> Data supplied:
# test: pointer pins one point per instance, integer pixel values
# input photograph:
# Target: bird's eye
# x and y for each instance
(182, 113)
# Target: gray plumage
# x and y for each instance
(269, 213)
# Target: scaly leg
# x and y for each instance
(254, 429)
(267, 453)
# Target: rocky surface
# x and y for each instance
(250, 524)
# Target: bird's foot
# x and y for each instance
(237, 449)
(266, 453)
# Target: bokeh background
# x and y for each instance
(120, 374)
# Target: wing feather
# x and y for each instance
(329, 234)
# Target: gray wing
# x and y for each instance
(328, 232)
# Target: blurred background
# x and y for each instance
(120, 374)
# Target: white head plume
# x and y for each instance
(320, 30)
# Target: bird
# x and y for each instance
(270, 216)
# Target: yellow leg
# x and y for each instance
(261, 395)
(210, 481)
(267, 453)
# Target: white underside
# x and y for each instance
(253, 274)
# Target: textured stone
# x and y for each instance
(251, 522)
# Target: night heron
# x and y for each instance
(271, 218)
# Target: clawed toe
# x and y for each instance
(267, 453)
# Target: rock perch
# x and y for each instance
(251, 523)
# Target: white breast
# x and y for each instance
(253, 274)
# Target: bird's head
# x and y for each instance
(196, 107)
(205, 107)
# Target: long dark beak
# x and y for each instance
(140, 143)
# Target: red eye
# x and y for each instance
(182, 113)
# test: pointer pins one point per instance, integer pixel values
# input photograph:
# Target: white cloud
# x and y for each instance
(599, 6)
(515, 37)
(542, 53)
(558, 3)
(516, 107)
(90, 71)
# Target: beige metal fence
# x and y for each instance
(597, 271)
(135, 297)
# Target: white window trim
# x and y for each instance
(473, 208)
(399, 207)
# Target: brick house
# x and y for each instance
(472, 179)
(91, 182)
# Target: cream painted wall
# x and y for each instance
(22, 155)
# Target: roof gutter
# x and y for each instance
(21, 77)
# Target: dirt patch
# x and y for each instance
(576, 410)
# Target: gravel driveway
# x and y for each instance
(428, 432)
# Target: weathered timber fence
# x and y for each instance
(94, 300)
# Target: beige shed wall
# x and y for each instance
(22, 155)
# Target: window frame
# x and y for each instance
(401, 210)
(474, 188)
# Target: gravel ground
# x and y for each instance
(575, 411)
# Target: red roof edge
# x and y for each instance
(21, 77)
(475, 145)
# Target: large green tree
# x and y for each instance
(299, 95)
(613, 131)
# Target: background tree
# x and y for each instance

> Task to carry out: What you return should match every line above exactly.

> Exercise result:
# test: pointer pins one point per instance, integer pixel values
# input photograph:
# Target: bird's eye
# x and y for each instance
(182, 113)
# Target: gray plumage
# x and y for each instance
(269, 213)
# Target: scaly leg
# x and y for each instance
(254, 429)
(267, 453)
# Target: rocky surface
# x and y for each instance
(250, 524)
# Target: bird's foot
# x and y for each instance
(237, 449)
(266, 453)
# Target: bokeh background
# x and y for each instance
(120, 374)
# Target: wing feather
# x and y for each instance
(329, 234)
# Target: gray wing
# x and y for each instance
(328, 232)
# Target: blurred background
# x and y for each instance
(120, 374)
# Target: white head plume
# x and y for each instance
(320, 30)
# Target: bird
# x and y for each instance
(270, 216)
# Target: yellow leg
# x and y for each instance
(261, 395)
(210, 481)
(267, 453)
# Target: white underside
# x and y for each instance
(253, 274)
# Target: textured stone
# x and y for each instance
(251, 522)
# Target: night heron
# x and y for each instance
(271, 218)
# Target: clawed toe
# x and y for each instance
(267, 453)
# Target: rock perch
# x and y for each instance
(251, 523)
# Target: white breast
# x and y for each instance
(253, 274)
# Target: bird's head
# x and y for each instance
(196, 107)
(205, 107)
# Target: long dark beak
# x and y for each instance
(140, 143)
# Target: red eye
# x and y for each instance
(182, 113)
# test: pointer pins one point per instance, integer pixel values
# input photograph:
# Target: white cloud
# x and y for each instance
(599, 6)
(515, 37)
(542, 53)
(558, 3)
(516, 107)
(90, 71)
# Target: beige metal fence
# x and y for each instance
(597, 271)
(135, 297)
# Target: white window trim
# x and y for each instance
(473, 208)
(399, 207)
# Target: brick house
# x and y for each instance
(472, 179)
(91, 182)
# Target: cream painted wall
# x and y for each instance
(22, 155)
# Target: roof gutter
# x and y for each instance
(21, 77)
# Target: dirt patch
# x and y for each instance
(576, 410)
# Target: gravel driveway
# x and y for each instance
(428, 432)
# Target: weathered timber fence
# x and y for each instance
(94, 300)
# Target: beige shed wall
# x and y for each instance
(22, 155)
# Target: window frame
# x and y for each instance
(401, 210)
(474, 188)
# Target: gravel ground
# x and y for each instance
(575, 411)
# Target: red roof edge
# x and y for each instance
(21, 77)
(475, 145)
# Target: large green tree
# x and y for each instance
(299, 95)
(613, 131)
# Target: background tree
# x and y for each instance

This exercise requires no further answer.